Problem: Copy out each line containing "deciduous" from the entries below.
-- -- --
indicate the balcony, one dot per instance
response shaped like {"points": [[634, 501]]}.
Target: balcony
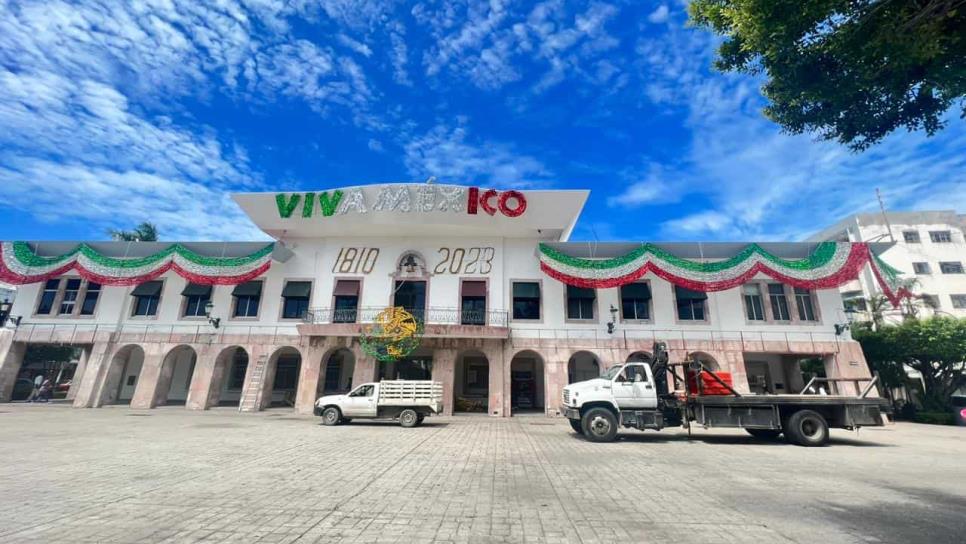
{"points": [[437, 322]]}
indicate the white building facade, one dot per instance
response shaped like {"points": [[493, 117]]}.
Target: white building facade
{"points": [[929, 250], [510, 310]]}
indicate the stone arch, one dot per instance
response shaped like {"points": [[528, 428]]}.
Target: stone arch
{"points": [[471, 390], [583, 365], [337, 370], [228, 377], [282, 371], [177, 370], [123, 374], [528, 382]]}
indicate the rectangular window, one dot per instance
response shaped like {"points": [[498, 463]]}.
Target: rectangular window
{"points": [[805, 304], [247, 297], [473, 303], [47, 298], [911, 236], [951, 267], [69, 300], [526, 300], [690, 304], [90, 298], [196, 298], [636, 301], [346, 295], [295, 299], [754, 306], [580, 302], [779, 302], [146, 298]]}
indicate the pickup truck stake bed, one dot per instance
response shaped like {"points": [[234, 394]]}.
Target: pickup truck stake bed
{"points": [[409, 401], [635, 395]]}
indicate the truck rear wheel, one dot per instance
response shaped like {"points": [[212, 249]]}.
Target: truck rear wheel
{"points": [[331, 416], [408, 418], [576, 426], [764, 434], [807, 428], [599, 425]]}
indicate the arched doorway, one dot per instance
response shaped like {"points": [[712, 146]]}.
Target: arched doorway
{"points": [[527, 383], [282, 378], [124, 373], [339, 367], [228, 380], [582, 366], [472, 383], [177, 370]]}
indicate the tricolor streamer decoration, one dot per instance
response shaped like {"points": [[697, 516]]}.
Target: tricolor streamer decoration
{"points": [[19, 265], [831, 264]]}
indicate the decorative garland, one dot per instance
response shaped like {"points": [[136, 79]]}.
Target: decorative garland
{"points": [[19, 264], [394, 334], [830, 265]]}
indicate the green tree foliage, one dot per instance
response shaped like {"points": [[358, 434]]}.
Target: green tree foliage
{"points": [[934, 347], [145, 232], [847, 70]]}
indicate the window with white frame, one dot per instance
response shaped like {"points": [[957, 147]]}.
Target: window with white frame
{"points": [[951, 267], [805, 304], [754, 305], [779, 302]]}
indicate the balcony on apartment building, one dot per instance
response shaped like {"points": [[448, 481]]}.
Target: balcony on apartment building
{"points": [[437, 322]]}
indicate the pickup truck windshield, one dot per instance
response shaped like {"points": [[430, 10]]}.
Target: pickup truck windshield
{"points": [[612, 372]]}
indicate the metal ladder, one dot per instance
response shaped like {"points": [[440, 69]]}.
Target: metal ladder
{"points": [[252, 397]]}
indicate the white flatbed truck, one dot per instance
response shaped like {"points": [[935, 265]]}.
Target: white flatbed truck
{"points": [[409, 401], [635, 395]]}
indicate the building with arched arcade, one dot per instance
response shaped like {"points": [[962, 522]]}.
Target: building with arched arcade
{"points": [[511, 310]]}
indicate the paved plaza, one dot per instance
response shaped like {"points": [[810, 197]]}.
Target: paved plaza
{"points": [[170, 475]]}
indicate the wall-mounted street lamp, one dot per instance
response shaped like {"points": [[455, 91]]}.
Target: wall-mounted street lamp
{"points": [[613, 320], [840, 328], [214, 321]]}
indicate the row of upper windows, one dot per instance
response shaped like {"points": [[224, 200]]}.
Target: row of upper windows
{"points": [[74, 296], [935, 236], [945, 267]]}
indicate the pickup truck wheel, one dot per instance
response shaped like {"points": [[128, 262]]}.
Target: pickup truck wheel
{"points": [[807, 428], [599, 425], [331, 416], [408, 418], [764, 434]]}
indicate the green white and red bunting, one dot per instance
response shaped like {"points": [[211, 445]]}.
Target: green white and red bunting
{"points": [[831, 264], [19, 264]]}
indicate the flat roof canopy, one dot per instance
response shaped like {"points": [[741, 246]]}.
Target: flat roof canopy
{"points": [[414, 210]]}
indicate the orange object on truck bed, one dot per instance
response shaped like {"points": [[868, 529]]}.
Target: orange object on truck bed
{"points": [[709, 386]]}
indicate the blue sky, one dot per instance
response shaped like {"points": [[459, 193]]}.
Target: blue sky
{"points": [[111, 115]]}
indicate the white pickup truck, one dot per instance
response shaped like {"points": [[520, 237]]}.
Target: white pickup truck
{"points": [[409, 401]]}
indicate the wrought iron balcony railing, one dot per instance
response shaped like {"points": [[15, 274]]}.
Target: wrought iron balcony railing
{"points": [[428, 316]]}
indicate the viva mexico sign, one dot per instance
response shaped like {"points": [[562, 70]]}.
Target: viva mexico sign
{"points": [[422, 198]]}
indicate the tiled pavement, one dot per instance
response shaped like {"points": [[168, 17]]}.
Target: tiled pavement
{"points": [[169, 475]]}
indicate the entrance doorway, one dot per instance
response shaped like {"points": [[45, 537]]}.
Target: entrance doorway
{"points": [[472, 380], [526, 383], [338, 372]]}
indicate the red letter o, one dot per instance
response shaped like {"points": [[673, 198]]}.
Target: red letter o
{"points": [[520, 207]]}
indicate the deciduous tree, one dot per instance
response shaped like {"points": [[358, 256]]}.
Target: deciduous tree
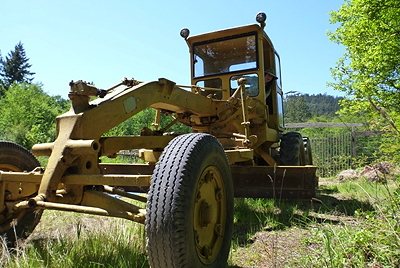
-- -- --
Output of the task:
indicate the deciduous tree, one dot per instance
Target: deciduous tree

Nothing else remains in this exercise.